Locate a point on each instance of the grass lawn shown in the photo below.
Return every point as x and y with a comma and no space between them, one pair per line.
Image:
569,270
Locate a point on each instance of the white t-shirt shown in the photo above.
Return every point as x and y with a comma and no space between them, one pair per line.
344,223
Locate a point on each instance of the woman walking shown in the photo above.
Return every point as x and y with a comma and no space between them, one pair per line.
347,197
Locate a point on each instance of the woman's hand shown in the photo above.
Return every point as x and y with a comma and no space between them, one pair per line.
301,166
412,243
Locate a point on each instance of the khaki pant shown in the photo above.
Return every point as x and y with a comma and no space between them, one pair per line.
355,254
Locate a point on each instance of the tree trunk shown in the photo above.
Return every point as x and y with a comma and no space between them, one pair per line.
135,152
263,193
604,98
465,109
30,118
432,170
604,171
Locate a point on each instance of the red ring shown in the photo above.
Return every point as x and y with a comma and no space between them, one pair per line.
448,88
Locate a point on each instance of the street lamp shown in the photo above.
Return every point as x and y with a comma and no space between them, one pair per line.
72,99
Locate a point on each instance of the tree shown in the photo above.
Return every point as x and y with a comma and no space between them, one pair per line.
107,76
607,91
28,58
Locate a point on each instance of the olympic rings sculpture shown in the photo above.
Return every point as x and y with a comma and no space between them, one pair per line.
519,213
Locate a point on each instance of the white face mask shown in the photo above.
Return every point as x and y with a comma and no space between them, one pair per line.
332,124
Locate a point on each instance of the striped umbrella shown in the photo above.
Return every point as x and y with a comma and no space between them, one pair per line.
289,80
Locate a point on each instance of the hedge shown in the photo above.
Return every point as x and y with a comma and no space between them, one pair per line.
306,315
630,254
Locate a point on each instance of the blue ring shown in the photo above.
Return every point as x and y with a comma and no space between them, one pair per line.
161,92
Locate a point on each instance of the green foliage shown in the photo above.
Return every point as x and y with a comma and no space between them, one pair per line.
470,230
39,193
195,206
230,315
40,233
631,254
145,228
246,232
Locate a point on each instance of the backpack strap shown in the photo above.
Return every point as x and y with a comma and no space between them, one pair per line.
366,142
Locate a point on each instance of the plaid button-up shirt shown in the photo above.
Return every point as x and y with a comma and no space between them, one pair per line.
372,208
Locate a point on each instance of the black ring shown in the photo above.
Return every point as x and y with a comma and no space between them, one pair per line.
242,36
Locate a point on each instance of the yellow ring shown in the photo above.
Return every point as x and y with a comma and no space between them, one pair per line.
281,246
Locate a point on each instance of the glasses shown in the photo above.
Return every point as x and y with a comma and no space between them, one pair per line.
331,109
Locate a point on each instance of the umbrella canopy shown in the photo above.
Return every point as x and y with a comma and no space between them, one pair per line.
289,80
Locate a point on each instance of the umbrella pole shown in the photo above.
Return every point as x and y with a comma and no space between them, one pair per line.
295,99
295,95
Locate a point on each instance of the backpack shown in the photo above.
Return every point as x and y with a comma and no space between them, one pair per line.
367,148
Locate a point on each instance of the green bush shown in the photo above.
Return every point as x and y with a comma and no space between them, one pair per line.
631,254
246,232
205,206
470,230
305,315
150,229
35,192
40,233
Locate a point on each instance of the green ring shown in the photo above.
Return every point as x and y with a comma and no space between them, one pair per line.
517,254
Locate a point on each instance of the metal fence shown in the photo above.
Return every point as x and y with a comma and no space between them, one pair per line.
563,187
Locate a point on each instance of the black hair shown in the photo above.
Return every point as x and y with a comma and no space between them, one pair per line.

┄┄┄┄┄┄┄┄┄┄

● **Aim of the task**
Every entry must be set down again exactly as it reads.

● **Your response**
Locate a point on each instance of the grass lawn shown in the photo below.
Return every point as x and y with a comma and no space between them, one pair per line.
Image:
569,270
Locate a point on each instance of the white t-shirt shown in the photo above.
Return every point as x and y with a comma and no space between them, one pair per line.
344,223
Locate a point on each instance of the woman walking shown in the photo above.
Return every point as x and y with a comma and no space between them, one pair per line.
347,197
Locate a point on each instance of the woman's hand shown in the photo above.
Return every point as x and y with a comma and no space between them, one pair per line.
301,166
412,243
Locate a point on each instance of the khaki pant shown in the photo above.
Return every point as x and y with a comma and no space between them, one pair per line.
355,254
Locate a point on each instance of the tree trunk shown in the photo above.
Return every point as x and y with a comma and no space between them, one pair per line.
135,152
263,193
604,98
465,109
30,118
432,170
604,171
Locate a point on each instance of the red ring shown in the photo above.
Return every point as x and y with a comma and no space between them, one pair per line.
448,88
Locate a point on each instance of the street lamp shown in the photo above.
Return every point as x and y with a comma and no space between them, one pair per line.
72,99
Locate a point on each instance of the tree shown in the photo above.
Return every point as x and y with a comma and no space between them, one pair per line.
107,76
607,91
28,58
Locate a point on each instance of the olympic rings sculpture shown in the photo above.
Return every point as x and y with a comma and no space between them, one pair per line.
519,213
Locate a point on each instance of the white face mask shown in the photo above.
Return every point as x and y with a comma and no space between them, one pair per line.
332,124
Locate a point on each instance of the striped umbrella shown in the photo above.
Return every point as x and y with a comma and no space between them, one pair per line.
289,80
Locate a point on each instance of the hedge shown in the photo above.
Return every point as x and y with a comma and no space between them, one pair per line.
306,315
630,254
Locate a point on each instance of the blue ring shown in the photo above.
Return every point as x and y with a comma and no space between them, one pair per line.
161,92
Locate a point on each instance of the green foliage shown in the photo above.
Return every point as x and y with a comma and no space between them, one pair per line.
470,230
39,193
195,206
230,315
40,233
631,254
145,228
246,232
Locate a point on each instance of the backpack strap shown in the photo above.
Return every point as x and y with a comma and no space between them, one pair per line.
366,142
Locate a point on each instance of the plaid button-up shirt shown in the photo above.
Return every point as x and y with a comma and no space between them, one pair per line.
372,208
Locate a point on each instance of the black ring shown in the photo above.
Return every point as x and y with a comma and no space between them, one pair per line.
242,36
Locate a point on each instance of the yellow ring shown in the photo above.
Return every point as x and y with a comma and no space between them, one pair per line.
281,246
Locate a point on each instance of the glasses shown in the photo above.
Return every point as x and y with a comma and no space between them, one pair per line.
331,109
Locate a point on each instance of the umbrella canopy shown in the photo above.
Return every point as x and y with a comma and no space between them, one pair per line.
289,80
Locate a point on each instance of the umbrella pole shown in the photo above.
Return every point as x and y with a comma and no space between them, one pair per line.
295,99
295,95
Locate a point on each instance of the backpack shown in the photo above.
Return every point as x and y with a comma and no space between them, one pair per line.
367,148
Locate a point on each instance of the green bush shown in the photo above.
Return every point as x and y with a comma and no space between them, one pair per line.
631,254
246,232
205,206
470,230
305,315
150,229
35,192
40,233
Locate a point on each instance of the green ring shown in the photo above.
Return every point as x and y with a comma and no space between them, one pair per line.
517,254
Locate a point on each instance of the metal fence shown in the photo above.
Return every point as x and y with a comma and no space between them, one pair per line.
563,187
Locate a point on each instance of the black hair shown in the photo above.
Return every point as x and y with a comma and no space between them, one pair per line.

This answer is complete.